WRITTEN TASK 1:
Check each statement against the homework page on maxent OT and Wolof, answering yes or no and quoting the deciding words of the page: (a) The Wolof data show a gradient rather than a categorical pattern. (b) The Wolof data used here are from Boersma (1999). (c) One of the remaining steps is training the classifier on the data.

DOCUMENT EXCERPT:
+++++

# The maximum entropy principle meets optimality theory in phonology

In this homework we will replicate Goldwater and Johnson's 2003 maxent OT analysis of Wolof.  The Wolof data capture a categorical rather than gradient pattern, and so could also be analyzed using standard (number-less) optimality theory, i.e. in terms of strictly ranked constraints.  The advantages of instead analyzing the data using maxent OT are: (1) that the same method can be applied to non-categorical, gradient patterns, and (2) that  constraint importance is learned automatically and reliably, including in the case of noisy data.

These two advantages flow naturallly from the adoption of a probabilistic formulation of the problem.

The Wolof data we will work with are from Boersma (1999), and are bundled with the [Praat](https://www.fon.hum.uva.nl/praat/) software package.  The data have been extracted from Praat for you, and annotated, and are supplied with this homework.  There is also an associated PDF file from Praat which shows the tableaux in the usual OT format.

What remains is to:

- Read in the data, and manipulate it into the desired dataframe format.
- Spot-check the formatted data against the PDF of tableaux that it is supposed to correspond to.
- Construct a maxent classifier in line with G&J's description.
- Train the classifier on the data.
- Examine the results to see whether they align with G&J's reported results.

+++++

RECORDS SUPPLIED:

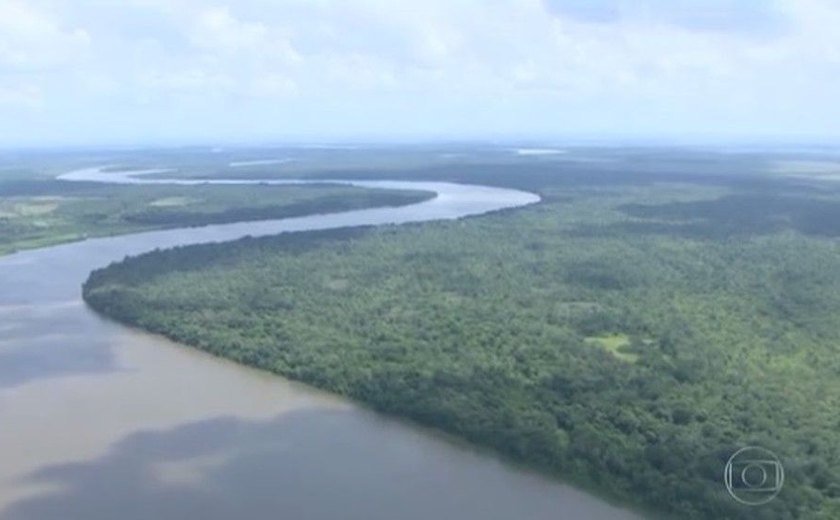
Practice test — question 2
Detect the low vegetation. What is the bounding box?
[84,156,840,520]
[0,178,432,255]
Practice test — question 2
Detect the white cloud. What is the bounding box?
[0,0,840,144]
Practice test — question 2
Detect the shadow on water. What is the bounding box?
[0,301,121,388]
[0,410,637,520]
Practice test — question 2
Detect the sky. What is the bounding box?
[0,0,840,147]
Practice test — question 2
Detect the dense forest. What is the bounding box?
[84,155,840,520]
[0,180,433,255]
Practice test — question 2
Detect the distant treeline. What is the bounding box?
[84,160,840,520]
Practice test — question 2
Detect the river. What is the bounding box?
[0,168,639,520]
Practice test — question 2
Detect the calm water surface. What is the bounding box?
[0,169,639,520]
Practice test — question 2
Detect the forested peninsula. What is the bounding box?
[84,164,840,520]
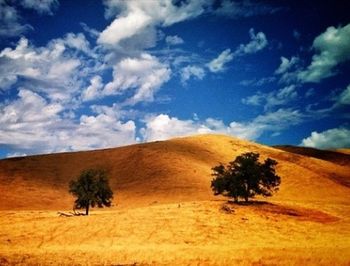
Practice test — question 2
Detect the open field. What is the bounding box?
[0,135,350,265]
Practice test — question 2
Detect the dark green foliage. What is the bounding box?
[211,152,281,202]
[69,169,113,215]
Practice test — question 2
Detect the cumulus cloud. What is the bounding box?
[234,28,268,56]
[207,49,233,73]
[180,65,205,84]
[275,56,300,74]
[207,29,268,73]
[300,127,350,149]
[242,85,298,110]
[0,0,32,37]
[239,77,276,87]
[165,35,184,45]
[103,53,171,105]
[297,24,350,83]
[0,34,98,101]
[140,109,303,141]
[337,85,350,105]
[0,89,136,154]
[81,76,103,101]
[97,0,206,46]
[20,0,59,15]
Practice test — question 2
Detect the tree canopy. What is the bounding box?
[69,169,113,215]
[211,152,281,202]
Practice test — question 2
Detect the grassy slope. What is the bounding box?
[0,135,350,265]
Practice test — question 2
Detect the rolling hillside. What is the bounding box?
[0,135,350,265]
[0,135,350,210]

+++++

WRITTEN TASK 2:
Render the entries as a JSON list of strings, one string per line, from the start of the entries through the line containing "[20,0,59,15]", both ends included. Skip blank lines and leave out the pictures.

FULL SOLUTION 1:
(a) No: "The Wolof data capture a categorical rather than gradient pattern"
(b) Yes: "The Wolof data we will work with are from Boersma (1999)"
(c) Yes: "Train the classifier on the data."

FULL SOLUTION 2:
[
  "Practice test — question 2",
  "Detect the low vegetation. What is the bounding box?",
  "[84,156,840,520]",
  "[0,178,432,255]",
  "Practice test — question 2",
  "Detect the white cloud. What is the bounding box?",
  "[0,0,840,144]",
  "Practice test — question 2",
  "Detect the shadow on water. What is the bounding box?",
  "[0,301,121,388]",
  "[0,410,637,520]",
  "Practice test — question 2",
  "Detect the sky. What is the bounding box?",
  "[0,0,840,147]",
  "Practice test — question 2",
  "Detect the dense forest. What is the bounding box?",
  "[84,155,840,520]",
  "[0,180,433,255]",
  "Practice test — question 2",
  "Detect the distant treeline. What is the bounding box?",
  "[84,160,840,520]",
  "Practice test — question 2",
  "Detect the river. What is the bounding box?",
  "[0,168,639,520]",
  "Practice test — question 2",
  "Detect the calm water surface. What is the bounding box?",
  "[0,169,639,520]",
  "Practice test — question 2",
  "Detect the forested peninsula. What is the bounding box?",
  "[84,164,840,520]",
  "Practice test — question 2",
  "Detect the open field. What is the bounding box?",
  "[0,135,350,265]",
  "Practice test — question 2",
  "Detect the dark green foliage. What is the bounding box?",
  "[211,152,281,202]",
  "[69,169,113,215]",
  "Practice test — question 2",
  "Detect the cumulus cloud. What is the bounding box?",
  "[234,28,268,56]",
  "[207,49,233,73]",
  "[180,65,205,84]",
  "[275,56,300,74]",
  "[207,29,268,73]",
  "[300,127,350,149]",
  "[242,85,298,110]",
  "[0,0,32,37]",
  "[239,77,276,87]",
  "[165,35,184,45]",
  "[103,53,171,105]",
  "[297,24,350,83]",
  "[0,34,98,101]",
  "[140,109,303,141]",
  "[337,85,350,105]",
  "[0,89,136,154]",
  "[81,76,103,101]",
  "[97,0,206,46]",
  "[20,0,59,15]"
]